**What you need to do:** Your answer must consist solely of the line containing "For the leopard's chin" and all subsequent lines through the end of the entries, reproduced exactly.

**Provided information:**

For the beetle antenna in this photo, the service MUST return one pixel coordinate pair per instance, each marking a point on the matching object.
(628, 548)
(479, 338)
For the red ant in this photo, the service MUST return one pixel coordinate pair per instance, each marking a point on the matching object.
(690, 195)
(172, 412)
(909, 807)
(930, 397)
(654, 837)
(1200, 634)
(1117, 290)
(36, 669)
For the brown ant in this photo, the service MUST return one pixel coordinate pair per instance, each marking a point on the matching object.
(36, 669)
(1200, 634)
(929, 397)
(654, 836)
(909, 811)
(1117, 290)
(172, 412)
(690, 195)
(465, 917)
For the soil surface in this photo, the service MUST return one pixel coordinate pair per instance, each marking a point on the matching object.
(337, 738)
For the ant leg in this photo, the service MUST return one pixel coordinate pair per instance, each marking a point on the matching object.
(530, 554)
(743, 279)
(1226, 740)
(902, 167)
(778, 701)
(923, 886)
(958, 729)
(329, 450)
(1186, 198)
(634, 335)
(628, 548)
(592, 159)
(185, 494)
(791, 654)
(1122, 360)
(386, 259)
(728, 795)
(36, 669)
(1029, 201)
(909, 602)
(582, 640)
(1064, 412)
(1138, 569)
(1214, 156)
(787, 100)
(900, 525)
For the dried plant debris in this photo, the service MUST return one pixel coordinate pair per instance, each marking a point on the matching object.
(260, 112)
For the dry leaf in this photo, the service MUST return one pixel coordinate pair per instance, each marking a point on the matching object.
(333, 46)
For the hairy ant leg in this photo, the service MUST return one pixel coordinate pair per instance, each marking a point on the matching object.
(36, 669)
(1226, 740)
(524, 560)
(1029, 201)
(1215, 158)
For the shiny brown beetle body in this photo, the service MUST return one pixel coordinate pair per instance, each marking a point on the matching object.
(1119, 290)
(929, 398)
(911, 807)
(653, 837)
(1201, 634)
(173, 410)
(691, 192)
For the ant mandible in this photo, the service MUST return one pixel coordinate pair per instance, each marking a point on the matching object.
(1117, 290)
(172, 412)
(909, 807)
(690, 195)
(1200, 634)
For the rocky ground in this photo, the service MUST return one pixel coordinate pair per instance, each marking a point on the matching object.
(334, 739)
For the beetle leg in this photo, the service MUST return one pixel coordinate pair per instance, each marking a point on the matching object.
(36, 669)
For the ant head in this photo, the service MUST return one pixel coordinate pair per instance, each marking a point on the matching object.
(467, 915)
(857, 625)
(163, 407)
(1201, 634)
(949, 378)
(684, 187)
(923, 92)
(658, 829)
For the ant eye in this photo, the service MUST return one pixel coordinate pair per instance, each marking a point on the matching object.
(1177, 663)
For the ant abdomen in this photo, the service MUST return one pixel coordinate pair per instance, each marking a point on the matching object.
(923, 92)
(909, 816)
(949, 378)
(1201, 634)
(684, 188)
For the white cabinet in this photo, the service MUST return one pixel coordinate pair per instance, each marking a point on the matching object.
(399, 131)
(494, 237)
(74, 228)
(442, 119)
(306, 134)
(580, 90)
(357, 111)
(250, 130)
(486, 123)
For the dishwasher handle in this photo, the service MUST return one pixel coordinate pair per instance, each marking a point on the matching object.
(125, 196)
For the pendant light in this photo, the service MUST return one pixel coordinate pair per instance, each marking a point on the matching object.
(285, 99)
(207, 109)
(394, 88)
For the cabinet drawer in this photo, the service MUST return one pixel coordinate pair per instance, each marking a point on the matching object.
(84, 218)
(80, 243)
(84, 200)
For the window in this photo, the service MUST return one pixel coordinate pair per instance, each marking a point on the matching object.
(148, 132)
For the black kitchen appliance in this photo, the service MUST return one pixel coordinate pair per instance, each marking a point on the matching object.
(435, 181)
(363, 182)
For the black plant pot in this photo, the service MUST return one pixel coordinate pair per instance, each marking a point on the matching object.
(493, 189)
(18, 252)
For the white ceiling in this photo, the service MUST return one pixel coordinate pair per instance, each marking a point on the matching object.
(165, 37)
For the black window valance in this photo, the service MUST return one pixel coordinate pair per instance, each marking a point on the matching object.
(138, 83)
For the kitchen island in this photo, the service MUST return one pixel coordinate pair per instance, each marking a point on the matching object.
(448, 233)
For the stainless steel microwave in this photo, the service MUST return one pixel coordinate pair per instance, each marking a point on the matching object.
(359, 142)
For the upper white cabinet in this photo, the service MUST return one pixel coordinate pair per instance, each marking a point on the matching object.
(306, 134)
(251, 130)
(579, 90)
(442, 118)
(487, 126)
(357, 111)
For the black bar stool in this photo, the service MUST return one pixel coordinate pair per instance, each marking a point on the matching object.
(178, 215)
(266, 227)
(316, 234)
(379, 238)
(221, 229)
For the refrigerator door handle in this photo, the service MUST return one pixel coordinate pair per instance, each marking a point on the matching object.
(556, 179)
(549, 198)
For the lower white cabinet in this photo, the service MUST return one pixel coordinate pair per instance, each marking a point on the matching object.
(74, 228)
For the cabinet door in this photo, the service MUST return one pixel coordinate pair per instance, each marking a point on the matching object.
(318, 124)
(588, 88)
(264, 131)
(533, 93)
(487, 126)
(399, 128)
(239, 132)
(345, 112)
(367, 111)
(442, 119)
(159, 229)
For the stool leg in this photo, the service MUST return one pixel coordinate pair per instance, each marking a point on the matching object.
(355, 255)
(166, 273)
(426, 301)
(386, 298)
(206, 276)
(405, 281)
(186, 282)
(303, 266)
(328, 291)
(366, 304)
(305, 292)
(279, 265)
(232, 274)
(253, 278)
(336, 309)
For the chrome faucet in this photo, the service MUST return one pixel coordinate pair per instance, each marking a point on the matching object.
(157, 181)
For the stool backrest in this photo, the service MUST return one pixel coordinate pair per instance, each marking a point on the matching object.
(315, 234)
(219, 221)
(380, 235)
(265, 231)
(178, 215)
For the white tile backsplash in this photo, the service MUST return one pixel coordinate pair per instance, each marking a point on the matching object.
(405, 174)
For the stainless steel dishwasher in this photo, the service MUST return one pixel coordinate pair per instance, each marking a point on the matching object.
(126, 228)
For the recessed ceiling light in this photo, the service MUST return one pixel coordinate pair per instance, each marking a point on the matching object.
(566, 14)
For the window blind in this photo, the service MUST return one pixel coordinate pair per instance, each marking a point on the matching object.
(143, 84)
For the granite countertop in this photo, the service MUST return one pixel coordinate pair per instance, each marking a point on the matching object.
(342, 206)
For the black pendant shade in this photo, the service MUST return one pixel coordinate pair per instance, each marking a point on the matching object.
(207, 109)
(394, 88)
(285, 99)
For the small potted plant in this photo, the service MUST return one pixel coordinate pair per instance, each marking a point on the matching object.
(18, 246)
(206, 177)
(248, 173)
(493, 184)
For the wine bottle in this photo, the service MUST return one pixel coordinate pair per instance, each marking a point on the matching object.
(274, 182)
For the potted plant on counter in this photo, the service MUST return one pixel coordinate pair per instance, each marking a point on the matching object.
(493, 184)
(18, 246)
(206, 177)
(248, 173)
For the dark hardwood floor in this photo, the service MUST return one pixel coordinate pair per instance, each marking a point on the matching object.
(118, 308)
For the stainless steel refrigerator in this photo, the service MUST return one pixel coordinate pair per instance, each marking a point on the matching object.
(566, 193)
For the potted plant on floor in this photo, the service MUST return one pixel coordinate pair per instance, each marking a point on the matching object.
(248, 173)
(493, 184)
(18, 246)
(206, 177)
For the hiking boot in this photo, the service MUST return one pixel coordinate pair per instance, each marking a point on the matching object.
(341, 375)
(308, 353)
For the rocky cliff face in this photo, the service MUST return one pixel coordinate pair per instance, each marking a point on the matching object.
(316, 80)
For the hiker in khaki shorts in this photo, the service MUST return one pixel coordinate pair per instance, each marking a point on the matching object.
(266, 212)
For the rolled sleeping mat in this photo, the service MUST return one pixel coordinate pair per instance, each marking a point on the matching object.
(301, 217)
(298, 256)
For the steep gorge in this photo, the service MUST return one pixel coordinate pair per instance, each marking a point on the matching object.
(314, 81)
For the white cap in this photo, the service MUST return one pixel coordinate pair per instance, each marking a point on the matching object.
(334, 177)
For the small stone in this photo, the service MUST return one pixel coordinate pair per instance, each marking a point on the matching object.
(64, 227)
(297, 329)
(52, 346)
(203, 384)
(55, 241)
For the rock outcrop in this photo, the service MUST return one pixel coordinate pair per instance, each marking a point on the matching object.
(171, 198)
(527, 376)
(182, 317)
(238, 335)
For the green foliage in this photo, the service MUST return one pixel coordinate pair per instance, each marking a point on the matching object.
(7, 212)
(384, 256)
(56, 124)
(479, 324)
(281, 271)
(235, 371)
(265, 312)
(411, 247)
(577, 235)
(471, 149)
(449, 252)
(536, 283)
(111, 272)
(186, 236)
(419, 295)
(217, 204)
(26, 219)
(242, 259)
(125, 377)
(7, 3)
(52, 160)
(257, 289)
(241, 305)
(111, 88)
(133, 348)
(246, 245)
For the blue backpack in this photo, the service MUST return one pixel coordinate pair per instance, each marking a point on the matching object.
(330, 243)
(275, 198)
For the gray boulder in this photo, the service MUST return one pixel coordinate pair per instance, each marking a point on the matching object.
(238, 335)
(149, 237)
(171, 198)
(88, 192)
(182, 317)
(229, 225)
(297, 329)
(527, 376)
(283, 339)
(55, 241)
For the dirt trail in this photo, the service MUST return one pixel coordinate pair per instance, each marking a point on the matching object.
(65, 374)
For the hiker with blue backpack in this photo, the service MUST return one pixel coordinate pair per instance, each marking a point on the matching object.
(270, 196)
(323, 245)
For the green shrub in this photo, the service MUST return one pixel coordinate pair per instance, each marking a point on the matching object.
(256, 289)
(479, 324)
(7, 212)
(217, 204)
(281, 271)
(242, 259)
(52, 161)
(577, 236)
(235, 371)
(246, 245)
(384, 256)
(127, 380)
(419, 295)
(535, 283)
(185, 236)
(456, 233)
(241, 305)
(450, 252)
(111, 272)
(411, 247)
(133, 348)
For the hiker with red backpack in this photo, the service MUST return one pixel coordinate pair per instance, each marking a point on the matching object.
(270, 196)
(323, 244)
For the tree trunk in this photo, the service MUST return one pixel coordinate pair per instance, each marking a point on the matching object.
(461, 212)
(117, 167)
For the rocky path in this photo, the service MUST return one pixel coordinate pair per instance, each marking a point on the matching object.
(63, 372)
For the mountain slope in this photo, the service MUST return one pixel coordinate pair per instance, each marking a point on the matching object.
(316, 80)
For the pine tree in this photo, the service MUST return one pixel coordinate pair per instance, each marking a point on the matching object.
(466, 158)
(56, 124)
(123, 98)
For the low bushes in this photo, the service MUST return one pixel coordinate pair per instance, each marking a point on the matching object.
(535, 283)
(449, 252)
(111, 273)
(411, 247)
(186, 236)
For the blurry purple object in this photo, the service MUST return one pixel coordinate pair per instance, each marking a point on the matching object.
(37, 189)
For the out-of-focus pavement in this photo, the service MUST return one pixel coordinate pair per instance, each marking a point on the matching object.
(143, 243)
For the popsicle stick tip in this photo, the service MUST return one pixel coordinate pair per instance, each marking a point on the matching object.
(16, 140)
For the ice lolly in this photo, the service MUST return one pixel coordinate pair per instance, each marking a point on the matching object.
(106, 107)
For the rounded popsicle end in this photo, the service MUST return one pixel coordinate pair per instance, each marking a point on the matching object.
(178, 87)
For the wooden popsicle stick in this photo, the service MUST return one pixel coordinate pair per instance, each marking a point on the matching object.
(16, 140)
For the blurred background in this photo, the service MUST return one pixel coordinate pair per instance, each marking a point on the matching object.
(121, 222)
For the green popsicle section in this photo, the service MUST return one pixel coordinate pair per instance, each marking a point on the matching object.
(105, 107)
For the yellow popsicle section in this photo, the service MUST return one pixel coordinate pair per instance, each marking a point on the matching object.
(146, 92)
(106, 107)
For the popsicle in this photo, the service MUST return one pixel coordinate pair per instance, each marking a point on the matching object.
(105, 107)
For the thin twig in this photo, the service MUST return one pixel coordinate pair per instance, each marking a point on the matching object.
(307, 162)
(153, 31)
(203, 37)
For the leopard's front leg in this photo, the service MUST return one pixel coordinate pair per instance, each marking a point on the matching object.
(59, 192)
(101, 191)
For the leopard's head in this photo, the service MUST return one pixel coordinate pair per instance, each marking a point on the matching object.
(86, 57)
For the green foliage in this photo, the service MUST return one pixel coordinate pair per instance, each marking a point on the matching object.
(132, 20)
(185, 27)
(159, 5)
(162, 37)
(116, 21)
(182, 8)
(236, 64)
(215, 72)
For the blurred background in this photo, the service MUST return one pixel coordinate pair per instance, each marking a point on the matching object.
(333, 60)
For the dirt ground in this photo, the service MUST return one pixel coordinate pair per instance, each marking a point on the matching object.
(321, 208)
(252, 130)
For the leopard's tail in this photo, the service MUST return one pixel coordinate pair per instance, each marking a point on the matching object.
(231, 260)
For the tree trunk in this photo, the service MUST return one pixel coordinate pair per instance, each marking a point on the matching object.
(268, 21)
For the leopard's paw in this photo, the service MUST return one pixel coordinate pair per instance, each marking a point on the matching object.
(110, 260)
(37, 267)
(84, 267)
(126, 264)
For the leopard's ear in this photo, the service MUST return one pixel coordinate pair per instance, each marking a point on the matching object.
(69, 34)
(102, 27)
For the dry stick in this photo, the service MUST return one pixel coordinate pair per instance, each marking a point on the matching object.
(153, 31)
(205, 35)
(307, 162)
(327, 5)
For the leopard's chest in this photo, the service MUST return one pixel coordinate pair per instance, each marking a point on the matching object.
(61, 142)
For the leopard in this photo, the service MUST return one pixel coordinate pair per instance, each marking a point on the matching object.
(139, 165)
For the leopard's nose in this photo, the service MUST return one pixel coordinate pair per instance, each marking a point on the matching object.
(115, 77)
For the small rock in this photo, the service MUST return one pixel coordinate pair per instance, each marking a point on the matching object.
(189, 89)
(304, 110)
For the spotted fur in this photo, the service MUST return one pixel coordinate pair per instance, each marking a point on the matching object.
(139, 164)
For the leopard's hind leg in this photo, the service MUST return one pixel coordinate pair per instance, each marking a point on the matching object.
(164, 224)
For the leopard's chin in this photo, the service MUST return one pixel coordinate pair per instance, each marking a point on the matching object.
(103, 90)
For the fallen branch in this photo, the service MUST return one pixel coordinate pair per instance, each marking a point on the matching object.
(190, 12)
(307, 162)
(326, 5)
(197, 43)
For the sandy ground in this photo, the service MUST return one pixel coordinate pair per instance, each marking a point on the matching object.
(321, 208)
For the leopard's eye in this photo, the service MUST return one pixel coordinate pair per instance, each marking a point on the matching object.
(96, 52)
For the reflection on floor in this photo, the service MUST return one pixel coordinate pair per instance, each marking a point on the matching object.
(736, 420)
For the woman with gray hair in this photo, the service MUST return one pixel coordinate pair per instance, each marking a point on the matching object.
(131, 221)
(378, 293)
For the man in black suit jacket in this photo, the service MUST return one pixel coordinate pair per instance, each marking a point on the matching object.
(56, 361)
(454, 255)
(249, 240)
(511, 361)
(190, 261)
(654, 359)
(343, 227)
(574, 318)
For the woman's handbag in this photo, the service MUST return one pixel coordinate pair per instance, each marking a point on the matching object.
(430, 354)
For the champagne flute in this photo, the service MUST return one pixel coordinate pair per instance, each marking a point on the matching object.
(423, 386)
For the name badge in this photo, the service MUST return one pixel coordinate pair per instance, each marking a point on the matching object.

**Response to this task:**
For the leopard's chin in this photo, the service MUST return one pixel coordinate pair per instance, each marking a point on the matching object.
(103, 90)
For the fallen branch in this photo, the service MUST return one pixel coordinate pair per instance, each marking a point on the matching object.
(190, 12)
(307, 162)
(326, 5)
(197, 43)
For the sandy ground in this photo, the service MUST return one pixel coordinate pair per instance, each marking a point on the matching object.
(321, 208)
For the leopard's eye in this photo, the service MUST return one pixel coordinate pair per instance, each marking a point on the matching object.
(96, 52)
For the reflection on floor in this photo, the service MUST return one pixel coordinate pair per instance, each marking a point on the matching object.
(736, 420)
For the woman with gray hair in this photo, the service MUST return one pixel coordinate pair per instance, each marking a point on the matching object.
(131, 221)
(378, 293)
For the man in black suit jacket in this photo, the service MUST return one pixel coordinate pair per instance, each marking a point on the matching object.
(56, 361)
(454, 255)
(249, 240)
(511, 361)
(190, 261)
(654, 359)
(343, 227)
(574, 318)
For the woman's handbag in this photo, the service MUST return one pixel coordinate pair per instance, each marking a point on the matching object.
(430, 354)
For the champagne flute in this photo, the service MUST return one pixel coordinate pair per instance, each marking a point on the matching object.
(423, 386)
For the name badge in this photo, the service MUST return one pixel coordinate pair per instance, each marking a point on the matching object.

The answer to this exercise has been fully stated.